# PETUNJUK
**a.** Salin kata demi kata bagian teks tentang Zuhair dan undang-undang terhadap Bani Hasyim, mulai dari "Mereka pergi ketempat" sampai dengan "Zum’ah tiba-tiba menimpali.".
**b.** Teruskan kisah tentang Zuhair dan undang-undang terhadap Bani Hasyim di bawah ini, dimulai sesudah kalimat terakhir yang tercantum.

# TEKS YANG DIBERIKAN
──────────────────────────────
Mereka pergi ketempat yang biasa digunakan pertemuan keesokan harinya. Dengan menggunakan jubah, Zuhair melakukan thawaf tujuh kali mengelilingi Ka’bah, lalu berdiri menghadap ke orang-orang seraya berkata,”Wahai semua penduduk Makkah, kita bisa menikmati makanan dan mengenakan pakaian, sementara Bani Hasyim binasa, tidak diperkenankan berjual beli. Demi Allah, aku tidak akan duduk kecuali setelah Undang-undang yang zhalim dan kejam itu dirobek.”
Abu Jahal yang berada dipojok masjid berkata,”Engkau pendusta. Demi Allah, Undang-undang itu tidak boleh dirobek.”
“Engkau jauh lebih pendusta. Sebenarnya kami pun dulu tidak rela Undang-undang itu ditulis.”, Zum’ah tiba-tiba menimpali.
──────────────────────────────
# DATA YANG DISEDIAKAN
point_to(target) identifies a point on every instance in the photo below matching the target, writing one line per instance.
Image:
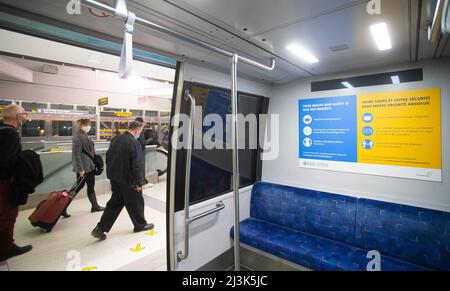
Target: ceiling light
(302, 53)
(381, 35)
(347, 84)
(395, 80)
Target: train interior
(348, 104)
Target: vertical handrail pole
(187, 182)
(236, 176)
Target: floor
(71, 247)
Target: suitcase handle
(77, 186)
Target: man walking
(10, 147)
(124, 167)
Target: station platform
(70, 246)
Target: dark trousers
(123, 196)
(90, 182)
(8, 216)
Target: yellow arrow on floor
(151, 232)
(138, 248)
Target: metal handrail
(219, 206)
(187, 182)
(111, 10)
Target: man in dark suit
(124, 167)
(10, 147)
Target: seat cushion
(322, 214)
(311, 251)
(416, 235)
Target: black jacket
(125, 161)
(27, 175)
(22, 168)
(9, 149)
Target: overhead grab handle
(126, 56)
(149, 24)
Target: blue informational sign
(328, 129)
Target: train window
(120, 126)
(164, 113)
(93, 130)
(110, 109)
(389, 78)
(91, 109)
(3, 104)
(33, 106)
(62, 128)
(137, 113)
(61, 107)
(151, 113)
(212, 169)
(33, 128)
(106, 130)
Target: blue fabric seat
(310, 251)
(327, 232)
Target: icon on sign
(367, 118)
(307, 119)
(368, 131)
(307, 131)
(307, 142)
(368, 144)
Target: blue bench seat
(328, 232)
(310, 251)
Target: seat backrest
(323, 214)
(416, 235)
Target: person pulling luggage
(124, 167)
(83, 165)
(10, 147)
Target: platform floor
(71, 247)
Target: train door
(199, 227)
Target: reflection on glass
(33, 128)
(106, 130)
(33, 106)
(62, 128)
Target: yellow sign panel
(400, 128)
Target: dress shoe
(97, 209)
(148, 227)
(66, 215)
(98, 233)
(15, 251)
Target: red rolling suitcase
(49, 211)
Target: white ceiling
(316, 24)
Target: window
(106, 130)
(151, 113)
(165, 113)
(33, 128)
(212, 170)
(61, 107)
(90, 109)
(33, 106)
(137, 113)
(62, 128)
(93, 130)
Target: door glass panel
(211, 170)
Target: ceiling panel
(259, 16)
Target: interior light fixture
(395, 80)
(302, 53)
(381, 35)
(348, 85)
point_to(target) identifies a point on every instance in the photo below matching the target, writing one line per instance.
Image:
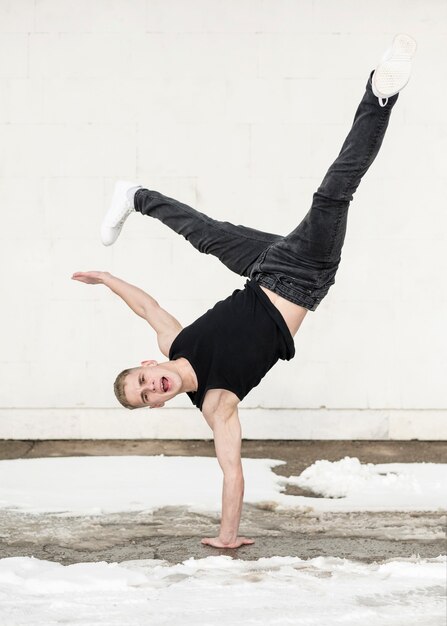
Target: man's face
(151, 385)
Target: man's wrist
(106, 278)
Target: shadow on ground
(174, 533)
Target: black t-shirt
(234, 344)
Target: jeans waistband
(284, 288)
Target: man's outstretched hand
(91, 278)
(215, 542)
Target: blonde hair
(118, 388)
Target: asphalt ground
(174, 533)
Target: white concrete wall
(236, 107)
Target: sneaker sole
(393, 73)
(111, 231)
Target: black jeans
(301, 266)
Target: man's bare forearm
(138, 300)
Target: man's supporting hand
(216, 542)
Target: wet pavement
(174, 533)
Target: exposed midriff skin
(293, 314)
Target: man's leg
(238, 247)
(302, 266)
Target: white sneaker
(394, 70)
(120, 209)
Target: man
(219, 358)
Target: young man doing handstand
(226, 352)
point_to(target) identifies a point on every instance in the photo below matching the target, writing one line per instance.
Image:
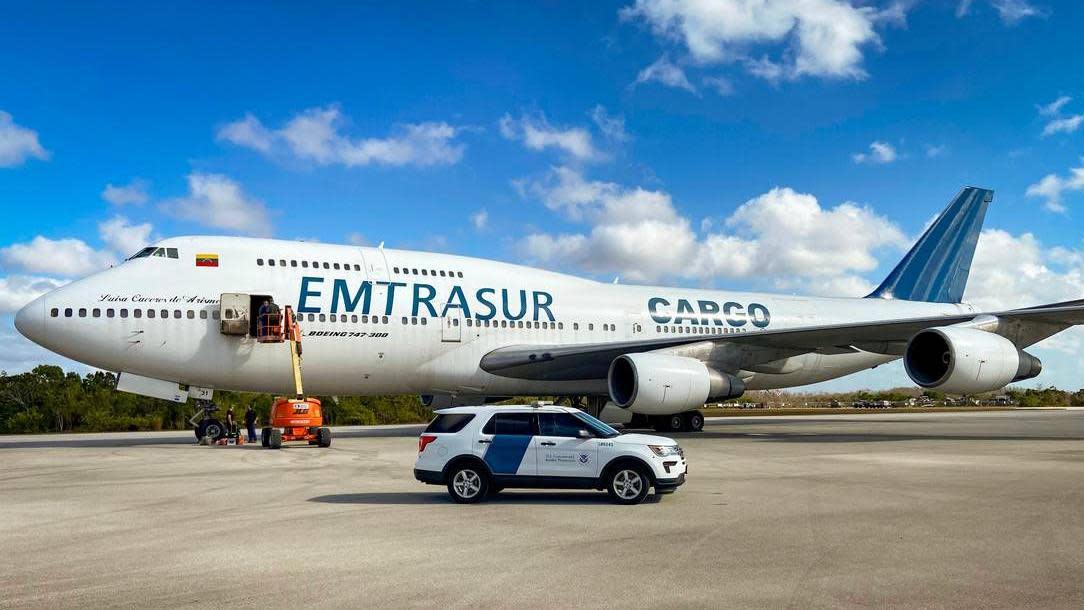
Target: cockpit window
(155, 251)
(144, 252)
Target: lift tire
(211, 428)
(694, 420)
(275, 441)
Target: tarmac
(939, 510)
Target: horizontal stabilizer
(937, 268)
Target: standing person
(262, 320)
(250, 423)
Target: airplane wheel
(694, 420)
(211, 428)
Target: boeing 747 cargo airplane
(178, 320)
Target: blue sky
(792, 146)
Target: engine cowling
(966, 361)
(655, 384)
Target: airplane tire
(694, 420)
(211, 428)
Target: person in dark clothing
(250, 423)
(262, 319)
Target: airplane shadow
(555, 498)
(870, 438)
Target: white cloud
(216, 200)
(879, 153)
(610, 127)
(248, 132)
(1053, 186)
(480, 219)
(134, 192)
(1012, 12)
(69, 258)
(666, 73)
(640, 235)
(538, 134)
(123, 236)
(315, 135)
(1011, 271)
(821, 38)
(1065, 125)
(1054, 108)
(16, 290)
(719, 85)
(17, 143)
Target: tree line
(49, 400)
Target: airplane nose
(30, 321)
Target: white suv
(477, 451)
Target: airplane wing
(591, 361)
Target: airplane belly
(816, 368)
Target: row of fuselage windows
(343, 318)
(472, 323)
(352, 265)
(355, 319)
(124, 312)
(697, 331)
(307, 264)
(431, 272)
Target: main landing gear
(687, 422)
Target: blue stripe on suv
(505, 453)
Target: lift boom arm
(293, 333)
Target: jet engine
(654, 384)
(966, 361)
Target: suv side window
(519, 424)
(559, 425)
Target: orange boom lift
(298, 418)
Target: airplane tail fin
(937, 268)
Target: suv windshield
(597, 427)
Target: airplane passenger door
(451, 328)
(376, 264)
(559, 449)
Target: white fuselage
(379, 321)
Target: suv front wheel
(467, 484)
(628, 484)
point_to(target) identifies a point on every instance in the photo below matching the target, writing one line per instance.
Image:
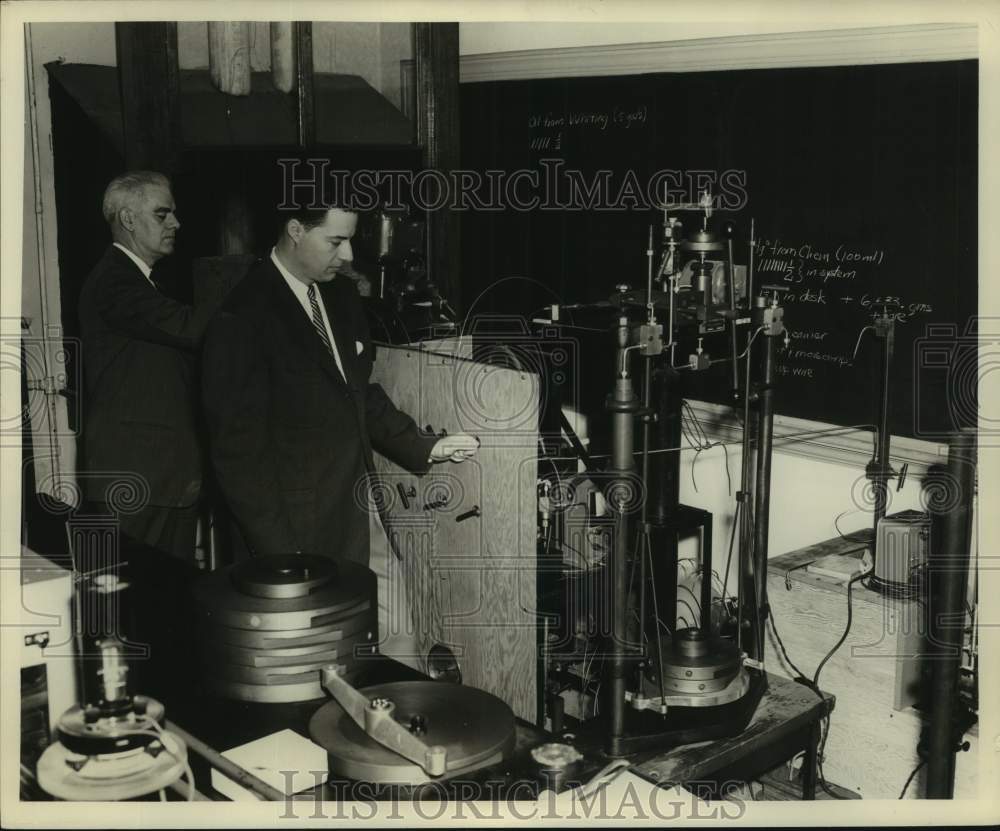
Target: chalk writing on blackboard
(624, 118)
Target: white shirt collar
(142, 265)
(301, 289)
(301, 292)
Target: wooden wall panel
(471, 583)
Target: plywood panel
(471, 583)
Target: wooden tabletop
(786, 708)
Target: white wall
(476, 38)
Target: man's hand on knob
(455, 448)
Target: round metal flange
(284, 575)
(93, 736)
(270, 694)
(226, 605)
(216, 654)
(111, 777)
(702, 241)
(331, 634)
(475, 728)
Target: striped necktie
(318, 324)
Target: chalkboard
(861, 182)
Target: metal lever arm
(375, 718)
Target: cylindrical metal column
(949, 574)
(885, 329)
(762, 491)
(623, 406)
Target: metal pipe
(762, 491)
(623, 406)
(51, 395)
(223, 765)
(949, 570)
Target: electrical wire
(159, 733)
(858, 344)
(909, 778)
(847, 627)
(801, 678)
(656, 613)
(841, 534)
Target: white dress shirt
(143, 266)
(301, 292)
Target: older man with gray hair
(140, 436)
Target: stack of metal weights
(269, 625)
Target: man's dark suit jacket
(138, 362)
(290, 441)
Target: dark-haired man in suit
(293, 417)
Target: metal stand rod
(762, 492)
(706, 573)
(946, 617)
(885, 330)
(647, 399)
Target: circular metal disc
(293, 638)
(273, 694)
(475, 728)
(227, 653)
(225, 604)
(64, 781)
(284, 575)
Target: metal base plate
(475, 728)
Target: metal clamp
(375, 717)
──────────────────────────────
# DAFTAR JAWABAN
**a.**
Mereka pergi ketempat yang biasa digunakan pertemuan keesokan harinya. Dengan menggunakan jubah, Zuhair melakukan thawaf tujuh kali mengelilingi Ka’bah, lalu berdiri menghadap ke orang-orang seraya berkata,”Wahai semua penduduk Makkah, kita bisa menikmati makanan dan mengenakan pakaian, sementara Bani Hasyim binasa, tidak diperkenankan berjual beli. Demi Allah, aku tidak akan duduk kecuali setelah Undang-undang yang zhalim dan kejam itu dirobek.”
Abu Jahal yang berada dipojok masjid berkata,”Engkau pendusta. Demi Allah, Undang-undang itu tidak boleh dirobek.”
“Engkau jauh lebih pendusta. Sebenarnya kami pun dulu tidak rela Undang-undang itu ditulis.”, Zum’ah tiba-tiba menimpali.

**b.**
“Benar apa yang dikatakan Zam’ah. Dulu kami pun tidak menyetujuinya.”, Abul Bakhtari menambahkan.
“Kalian berdua benar,”kata Muth’im bin Adi,”dan siapa yang berkata selain itu dusta. Kami menyatakan kepada Allah untuk membebaskan diri dari Undang-undang itu dan apa yang dituliskan.”
“Pasti hal ini sudah diputuskan malam tadi dan kalian berembug ditempat terpencil.” Kata Abu Jahal.
Saat itu Abu Thalib hanya duduk di pojok masjid. Dia merasa perlu menemui mereka, karena Allah telah mengisyaratkan kepada Rasul-Nya perihal undang-undang ini, yakni Allah mengutus rayap untuk memakan papan undang-undang tersebut. Ya benar, beliau –shallallaahu ‘alaihi wa sallam- memberitahukan hal itu kepada pamannya. Lalu Abu Thalib hendak memberitahukan kepada mereka apa yang dikabarkan keponakannya tersebut. Dia menyampaikan hal tersebut bahkan berani menjaminnya, “Jika dia (Rasulullah) bohong maka kita biarkan apa yang ada diantara kalian dan dia. Namun jika dia benar maka kalian harus berhenti memboikot dan berbuat semena-mena terhadap kami.”.
“Engkau adil.”, kata mereka.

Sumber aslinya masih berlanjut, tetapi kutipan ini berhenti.